• WORK TO BE COMPLETED: Please write out all of the entries without altering anything.

---------- TASK MATERIAL ----------

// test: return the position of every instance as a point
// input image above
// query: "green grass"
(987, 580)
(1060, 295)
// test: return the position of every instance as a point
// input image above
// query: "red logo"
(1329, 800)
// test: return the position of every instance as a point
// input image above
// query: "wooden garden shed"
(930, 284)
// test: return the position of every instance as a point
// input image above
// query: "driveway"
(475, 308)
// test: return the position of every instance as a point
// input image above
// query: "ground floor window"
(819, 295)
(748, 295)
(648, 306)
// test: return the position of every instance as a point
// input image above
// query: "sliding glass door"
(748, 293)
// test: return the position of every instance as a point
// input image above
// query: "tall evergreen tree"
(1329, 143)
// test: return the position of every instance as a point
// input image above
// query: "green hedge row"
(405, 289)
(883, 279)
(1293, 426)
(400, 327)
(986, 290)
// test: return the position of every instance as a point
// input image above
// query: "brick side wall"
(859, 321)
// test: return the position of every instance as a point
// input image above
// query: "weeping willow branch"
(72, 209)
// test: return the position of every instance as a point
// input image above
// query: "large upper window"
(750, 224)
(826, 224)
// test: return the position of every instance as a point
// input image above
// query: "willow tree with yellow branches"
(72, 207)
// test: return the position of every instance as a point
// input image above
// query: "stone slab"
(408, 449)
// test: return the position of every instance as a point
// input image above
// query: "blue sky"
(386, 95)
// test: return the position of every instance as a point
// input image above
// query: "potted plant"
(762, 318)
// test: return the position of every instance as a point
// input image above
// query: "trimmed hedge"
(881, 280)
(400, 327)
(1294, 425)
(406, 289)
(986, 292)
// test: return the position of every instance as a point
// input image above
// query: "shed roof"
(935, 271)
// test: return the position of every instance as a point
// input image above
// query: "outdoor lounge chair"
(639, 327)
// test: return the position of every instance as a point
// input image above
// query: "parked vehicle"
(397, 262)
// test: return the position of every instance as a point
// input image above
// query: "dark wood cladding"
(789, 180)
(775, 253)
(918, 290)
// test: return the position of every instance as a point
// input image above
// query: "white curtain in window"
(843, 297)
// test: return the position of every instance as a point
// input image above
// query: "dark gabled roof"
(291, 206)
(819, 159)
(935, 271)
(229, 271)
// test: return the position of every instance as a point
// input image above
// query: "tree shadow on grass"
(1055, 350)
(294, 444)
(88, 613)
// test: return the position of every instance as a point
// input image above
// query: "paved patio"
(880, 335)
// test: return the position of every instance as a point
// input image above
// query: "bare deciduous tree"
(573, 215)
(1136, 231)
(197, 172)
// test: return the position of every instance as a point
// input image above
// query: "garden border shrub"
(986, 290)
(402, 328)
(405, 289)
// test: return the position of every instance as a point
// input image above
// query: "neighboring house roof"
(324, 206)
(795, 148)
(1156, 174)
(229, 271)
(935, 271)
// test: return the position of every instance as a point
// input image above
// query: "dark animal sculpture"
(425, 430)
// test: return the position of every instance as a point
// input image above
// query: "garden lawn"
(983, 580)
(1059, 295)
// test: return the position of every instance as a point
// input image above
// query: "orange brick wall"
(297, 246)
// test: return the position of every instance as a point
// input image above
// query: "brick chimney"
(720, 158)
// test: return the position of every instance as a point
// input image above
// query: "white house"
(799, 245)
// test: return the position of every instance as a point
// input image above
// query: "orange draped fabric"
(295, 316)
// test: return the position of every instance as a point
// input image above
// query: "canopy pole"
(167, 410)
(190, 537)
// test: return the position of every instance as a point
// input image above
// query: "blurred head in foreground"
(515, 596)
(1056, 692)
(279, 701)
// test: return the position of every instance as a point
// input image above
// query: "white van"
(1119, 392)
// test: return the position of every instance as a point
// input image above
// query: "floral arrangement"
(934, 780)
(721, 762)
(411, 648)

----------

• RESULT BELOW:
// test: return the position of every instance as a point
// input image above
// query: "green grass"
(987, 580)
(1060, 295)
// test: return the position of every instance as a point
// input image above
// query: "red logo"
(1329, 800)
// test: return the position of every instance as a point
// input image above
// query: "wooden garden shed"
(930, 284)
// test: return the position of every instance as a point
// input image above
// query: "driveway"
(475, 308)
// test: return the position of every instance as a point
// input image above
// query: "ground floor window"
(819, 295)
(748, 295)
(648, 306)
// test: return the position of every instance as a point
// input image above
// query: "sliding glass door"
(748, 293)
// test: return the position of every instance as a point
// input image above
// query: "tall evergreen tree"
(1329, 143)
// test: return the position of every instance as a point
// input image above
// query: "green hedge row"
(405, 289)
(883, 279)
(1293, 426)
(400, 327)
(986, 290)
// test: return the position of every instance as a point
// input image above
// query: "brick side wall"
(859, 321)
// test: return the position of every instance as a point
// input image above
// query: "weeping willow branch"
(72, 209)
// test: return the position of every instance as a point
// input image above
// query: "large upper window"
(750, 224)
(826, 224)
// test: return the position of every instance as a point
// input image above
// query: "willow tree with yellow branches"
(72, 207)
// test: return the position of every instance as a point
// input image above
// query: "stone slab"
(408, 449)
// test: return the position of every instance as a point
// input image above
// query: "blue sky"
(386, 95)
// test: return the position of every instance as a point
// input image above
// query: "potted plant"
(762, 318)
// test: return the position of every instance as a point
// input image above
// query: "trimmed hedge"
(881, 280)
(400, 327)
(1294, 425)
(406, 289)
(986, 292)
// test: return the position of every instance as a point
// input image above
// query: "shed roof"
(935, 271)
// test: return the position of every instance as a point
// input image above
// query: "outdoor lounge chair"
(639, 327)
// test: return the position of every instance as a point
// input image above
// query: "parked vehicle"
(397, 262)
// test: return the position of every instance as a point
// input image above
// query: "dark wood cladding"
(789, 180)
(775, 253)
(918, 290)
// test: return the position of every instance as a point
// input image above
// query: "white curtain in window"
(843, 297)
// test: return the position of every instance as a point
// input image above
// query: "dark gabled roof"
(291, 206)
(819, 159)
(935, 271)
(229, 271)
// test: return the position of every instance as a point
// input image above
// query: "tree shadow on grass"
(1055, 350)
(294, 444)
(88, 613)
// test: return the position of every instance as a point
// input image above
// query: "paved patio"
(880, 335)
// test: return the position of every instance as a point
// input image above
// query: "bare deciduous tree"
(573, 215)
(1136, 231)
(197, 172)
// test: return the position of every instance as a point
// input image above
// query: "garden border shrub"
(986, 290)
(402, 328)
(405, 289)
// test: return the position of every instance as a point
// input image above
// query: "neighboring house roof"
(324, 206)
(795, 148)
(1156, 174)
(229, 271)
(935, 271)
// test: return the position of every instance as a point
// input image above
// query: "dark animal sculpture"
(425, 430)
// test: return the position of every instance as a point
// input image above
// query: "garden lawn"
(983, 580)
(1059, 295)
// test: return the position of every instance as a point
// input image above
// query: "orange brick wall"
(297, 246)
// test: return the position of every instance as a point
// input image above
// query: "brick chimney"
(720, 158)
// test: return the position of every instance as a point
// input image above
// query: "white house"
(799, 245)
// test: return the position of every instance as a point
// input image above
// query: "orange draped fabric"
(295, 316)
// test: return the position of every instance as a point
// input image above
// query: "canopy pole"
(167, 410)
(190, 537)
// test: return the position of every instance as a point
// input image above
// query: "blurred head in foreground"
(515, 596)
(1056, 692)
(279, 701)
// test: return the position of every instance as a point
// input image above
// query: "white van"
(1119, 392)
// test: return the position of every instance as a point
// input image above
// query: "floral arrangement"
(934, 780)
(721, 762)
(411, 648)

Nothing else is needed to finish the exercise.